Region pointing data
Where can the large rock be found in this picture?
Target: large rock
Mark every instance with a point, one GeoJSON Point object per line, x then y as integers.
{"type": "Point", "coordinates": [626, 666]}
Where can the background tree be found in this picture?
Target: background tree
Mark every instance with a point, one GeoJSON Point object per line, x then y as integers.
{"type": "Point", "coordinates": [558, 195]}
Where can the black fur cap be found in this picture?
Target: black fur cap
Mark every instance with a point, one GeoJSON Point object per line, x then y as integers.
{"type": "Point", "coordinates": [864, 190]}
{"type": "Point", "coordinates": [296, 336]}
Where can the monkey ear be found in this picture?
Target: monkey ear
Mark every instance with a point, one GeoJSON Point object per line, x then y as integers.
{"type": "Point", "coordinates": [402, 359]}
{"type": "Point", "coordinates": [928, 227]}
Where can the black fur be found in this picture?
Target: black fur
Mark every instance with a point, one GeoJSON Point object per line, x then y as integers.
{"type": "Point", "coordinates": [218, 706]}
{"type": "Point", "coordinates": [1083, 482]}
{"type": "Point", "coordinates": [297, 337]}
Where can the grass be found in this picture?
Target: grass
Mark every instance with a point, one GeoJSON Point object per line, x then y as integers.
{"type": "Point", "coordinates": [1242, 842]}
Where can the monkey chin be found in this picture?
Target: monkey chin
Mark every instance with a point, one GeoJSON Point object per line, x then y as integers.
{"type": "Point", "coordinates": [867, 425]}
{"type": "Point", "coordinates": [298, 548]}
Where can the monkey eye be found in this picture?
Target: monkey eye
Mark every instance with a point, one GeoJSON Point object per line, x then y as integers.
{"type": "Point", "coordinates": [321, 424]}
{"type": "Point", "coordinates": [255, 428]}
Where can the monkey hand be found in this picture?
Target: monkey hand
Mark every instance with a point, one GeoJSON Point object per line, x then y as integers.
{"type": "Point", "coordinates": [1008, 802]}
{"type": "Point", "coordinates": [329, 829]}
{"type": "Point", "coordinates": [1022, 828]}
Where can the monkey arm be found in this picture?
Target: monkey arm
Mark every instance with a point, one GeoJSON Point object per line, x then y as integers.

__What to do__:
For every entry above, write out an exact copy.

__Result__:
Where can the large rock be found in this picture?
Target: large rock
Mark every instance with a point, one GeoJSON Point object per line, x then y as integers.
{"type": "Point", "coordinates": [626, 666]}
Where can the background tree be found in this picture?
Target: background tree
Mark every instance with a point, one GeoJSON Point object per line, x then y as integers.
{"type": "Point", "coordinates": [558, 195]}
Where can the black fur cap be found in this picture?
Target: black fur cap
Mark every instance with a point, one GeoJSON Point object per line, x then y as integers.
{"type": "Point", "coordinates": [864, 190]}
{"type": "Point", "coordinates": [296, 336]}
Where can the monkey ear be found in this picture?
Target: monkey ear
Mark every instance with a point, one GeoJSON Point object per line, x then y as integers.
{"type": "Point", "coordinates": [402, 359]}
{"type": "Point", "coordinates": [928, 227]}
Where can the black fur be found in this picture?
Target: black fur
Mark every instance with a point, one GeoJSON Point object per line, x then y as integers.
{"type": "Point", "coordinates": [218, 706]}
{"type": "Point", "coordinates": [1083, 482]}
{"type": "Point", "coordinates": [297, 337]}
Where can the grass be found in this picture?
Target: grass
Mark every instance with a point, one GeoJSON Point object per line, x then y as integers.
{"type": "Point", "coordinates": [1242, 842]}
Where can the monkey chin be found in this picture?
Target: monkey chin
Mark every instance with a point, one GeoJSON Point object per line, x then y as integers.
{"type": "Point", "coordinates": [867, 425]}
{"type": "Point", "coordinates": [298, 548]}
Where can the monkey eye be found in this picture?
Target: monkey eye
Mark every instance with a point, one GeoJSON Point object per line, x then y as integers.
{"type": "Point", "coordinates": [321, 424]}
{"type": "Point", "coordinates": [255, 428]}
Where can the monkey hand be found in this picture?
Target: monkey hand
Mark every instance with a point, one GeoJSON Point object per line, x then y as integers.
{"type": "Point", "coordinates": [1008, 802]}
{"type": "Point", "coordinates": [329, 829]}
{"type": "Point", "coordinates": [1022, 828]}
Where can the monkey arm be found in this picture?
Target: monkey arm
Mark every instance with a point, one GeoJSON Point object per line, x then y as integers.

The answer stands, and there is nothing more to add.